On the day we got the news, the battle is different. It's more of my mind piping up throughout the day with, "This time nine months ago, you were still happy." That's not so bad. When it goes to, "This time, nine months ago, Michael lay dead in his apartment, and nobody knew," that's much harder. There is less of the guilt-trip aspect and more of the pure tragedy of it. Again, the only remedy that truly helps is firmly turning my thoughts to Jesus; to the goodness and love of God. Just "not thinking about it" is not enough. I have to forcibly fill my mind with the only thing big enough to fight the darkness.

So, how has it gone this time around, as we hit the nine month mark?

Yesterday, I debated whether to go to church. Would I have a big emotional breakdown in church, surrounded by virtual strangers? I prayed about it, and felt that it was right for me to go. I am so glad that I did. We were singing songs of worship when the fateful time rolled past, things like "Your grace is enough for me," and "Your mercy is all I need." Yes, I had tears during the singing, but it was not the full-blown meltdown it might have been. I felt cherished, held close to the heart of Jesus, and cradled in His love. That helped the whole day to be just...a day, and not a tragic, somber slog of sadness. It was actually a good day. I thought of Michael pretty much constantly, but it did not rip my heart to shreds.

Today has been....normal. Normal use to sound boring. Now, it is a surprising gift. I have thought of our boy many times today, but those heavy, torturous thoughts have not attacked me today. I am so thankful. I've rested, and gotten things accomplished- just housekeeping kinds of things.

A part of my mind is watching the clock, very aware that the hour when we got the worst news is about to roll around again...but that is not tearing at me. It's not making it hard to breathe.

This makes me think that people much be praying for me today. I know that there are specific people in my life who are very mindful of when these days roll around every month. I am so grateful for that. If you are someone who was praying for me yesterday and/or today- thank you so much. It is such a gift to have one of these "monthiversaries" roll by without being tortured.

I'm really....okay. Which is really lovely.

I am wearing one of Michael's flannel shirts- keeping him close. As soon as I finish typing this, we will take the dogs for their evening stroll, and then Lee will go to bed.

It all feels peaceful, which is a very precious gift.

Friday, March 22, 2019

Why God asks us to praise Him in the midst of the storm. It's so good!

+--

- [AIM]:
How would you translate this sentence from the passage above about grieving Michael into Spanish: "Yes, I had tears during the singing, but it was not the full-blown meltdown it might have been."

- [SOURCE DATA]:
+--

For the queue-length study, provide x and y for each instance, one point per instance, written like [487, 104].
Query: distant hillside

+--

- [THE SOLUTION]:
Sí, derramé lágrimas durante el canto, pero no fue el colapso total que podría haber sido.